▶ What to do
Write out each entry again. Keep every word exactly as it is.

Lines of data:

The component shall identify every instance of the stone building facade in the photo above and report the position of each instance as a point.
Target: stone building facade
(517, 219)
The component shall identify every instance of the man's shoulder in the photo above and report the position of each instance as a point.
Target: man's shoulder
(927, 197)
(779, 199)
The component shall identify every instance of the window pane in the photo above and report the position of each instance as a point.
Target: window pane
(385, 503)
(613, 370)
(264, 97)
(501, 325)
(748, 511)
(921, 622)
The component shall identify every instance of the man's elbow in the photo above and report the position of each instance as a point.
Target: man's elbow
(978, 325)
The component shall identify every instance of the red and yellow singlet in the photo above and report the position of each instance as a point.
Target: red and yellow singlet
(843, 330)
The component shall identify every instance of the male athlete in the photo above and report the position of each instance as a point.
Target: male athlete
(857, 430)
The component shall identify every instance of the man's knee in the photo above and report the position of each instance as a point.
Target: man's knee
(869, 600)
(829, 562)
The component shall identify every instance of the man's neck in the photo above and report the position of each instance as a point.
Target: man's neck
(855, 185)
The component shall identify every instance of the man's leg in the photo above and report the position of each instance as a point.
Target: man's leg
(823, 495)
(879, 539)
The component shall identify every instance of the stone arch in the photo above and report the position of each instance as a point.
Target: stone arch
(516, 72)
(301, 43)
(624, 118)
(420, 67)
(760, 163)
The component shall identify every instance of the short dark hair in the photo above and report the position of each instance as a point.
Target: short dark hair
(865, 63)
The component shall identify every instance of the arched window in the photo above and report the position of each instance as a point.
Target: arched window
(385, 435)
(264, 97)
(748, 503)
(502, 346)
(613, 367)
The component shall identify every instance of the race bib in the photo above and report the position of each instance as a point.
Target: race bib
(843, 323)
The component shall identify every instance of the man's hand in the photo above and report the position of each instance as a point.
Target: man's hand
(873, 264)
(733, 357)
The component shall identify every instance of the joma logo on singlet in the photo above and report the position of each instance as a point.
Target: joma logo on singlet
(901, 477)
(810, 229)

▶ Complete output
The component shall identify every instance of the stone building facade in the photo above and report the position of each instance as a point.
Target: stone building facade
(517, 219)
The component shall identify every instance of the man's shoulder in the photo above and report the position of each instance as a point.
Target: man's shoulder
(927, 197)
(779, 199)
The component shall identify every instance of the window pane in the photo above and report the position of each instance as a point.
Target: window pane
(385, 503)
(613, 370)
(264, 97)
(501, 325)
(748, 511)
(921, 622)
The component shall identify every instance of the man's elbow in the photo above and report the position of each instance as a point.
Target: man's elbow
(978, 325)
The component shall identify every instance of the red and yellow singlet in the photo above and report the position of each instance as a point.
Target: red and yellow singlet
(843, 330)
The component shall identify every instance of the male athlete in the photo above and report the position of each instance as a point.
Target: male athlete
(857, 430)
The component shall identify every instance of the man's knee in the photo above and report the position of each instance as a point.
Target: man's knee
(869, 600)
(829, 562)
The component shall identify every instance of the man's neck in the photo above and report the position of each instance as a point.
Target: man's neck
(855, 185)
The component shall identify every instance of the man's leg in the photo above and report the position of each instance as a point.
Target: man's leg
(823, 495)
(879, 539)
The component shall identify every instance of the stone arch in the photo above and report the position of each instance as a point.
Target: stone arch
(516, 72)
(301, 43)
(624, 118)
(420, 67)
(760, 163)
The component shall identify every instance of the short dark hair in the photo above and report the position of each instance as a point.
Target: short dark hair
(865, 63)
The component shall identify every instance of the arched window in the photo above and report the position of each instance as a point.
Target: arched window
(385, 435)
(264, 97)
(748, 503)
(502, 346)
(613, 367)
The component shall identify every instance of the race bib in the photo above and report the position of each instance as a point.
Target: race bib
(843, 323)
The component shall identify every instance of the man's hand in the photo above and report the position of each instance as a point.
Target: man's hand
(873, 264)
(733, 357)
The component shall identify every instance of the joma logo on singlet in the photo above and report the position of each instance as a point.
Target: joma logo on singlet
(901, 477)
(810, 229)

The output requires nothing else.